**Tasks to complete:**
• 1. List every variable named in the data table of the exercise sheet.
• 2. Quote the exercise sheet word for word, beginning at the words "As an added" and stopping after "to the original.".

**Document extract:**
Write a function that checks if the inputted argument is even, odd, a float, or not a number (NaN).

#### Exercise 2
Starting with the list below, construct a `while` loop that returns the [Fibonacci numbers](https://en.wikipedia.org/wiki/Fibonacci_number) and terminates only when the most recent number is greater than 5000.

#### Exercise 3
Define a function that checks if an inputted integer is prime. Test your function on the following numbers: 
>1411, 1147, 2327, 2683, 33233

Only one number above is not prime. 

As an added challenge, if the tested integer is not prime, have the function return a number the integer is divisible by.

## Part 3: Basic NumPy Operations
a) Generate an array of numbers 0-24. Reshape to a 5x5 matrix.

b) Extract the diagonal of this matrix.

c) Multiply the matrix by an identity matrix of the same shape. Confirm that it is identical to the original.

Hint: Use `np.all` command to confirm all equal. 

d) Return the indices of the matrix where the elements are greater than 15.

e) Using `np.where`, set all elements of the matrix greater than 15 to 1, else 0.


f) Set all elements of the matrix greater than 15 to 2, less than 5 to 1, else 0.

Hint: `np.where` can be passed as an input to `np.where`.

g) Define a demean function.

h) Apply the demean function across each row of the matrix.

## Part 4: Example Dataset

In this exercise, you will be using NumPy to manipulate and analyze simulated recording data. 

Imagine you have recorded the response of several neurons to some input stimuli. A week later, when you have to make a figure, you cannot remember exactly what you did. Luckily for you, you have the data and a description of each variable: 

| Variable  | Description |
|:---------:|-------------------------------------------------------------------|
| spikes  | Binary matrix, (n_trials, n_samples).<br>_1_ = spike was detected.<br>_0_ = no spike was detected. |
| times   | The start time of each sample. |
| neurons | An array denoting the neuron identity for a trial. |
| stimuli | An array denoting the stimulus used for a trial. |
| sfreq   | The sampling frequency of the recording. |

Work on the exercises below. By the end, you should be able to answer some questions about this dataset.

**Data provided:**
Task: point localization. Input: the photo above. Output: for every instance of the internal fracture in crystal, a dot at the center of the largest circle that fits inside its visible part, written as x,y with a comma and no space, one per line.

**The results:**
• 1. spikes, times, neurons, stimuli, sfreq

• 2.
As an added challenge, if the tested integer is not prime, have the function return a number the integer is divisible by.

## Part 3: Basic NumPy Operations
a) Generate an array of numbers 0-24. Reshape to a 5x5 matrix.

b) Extract the diagonal of this matrix.

c) Multiply the matrix by an identity matrix of the same shape. Confirm that it is identical to the original.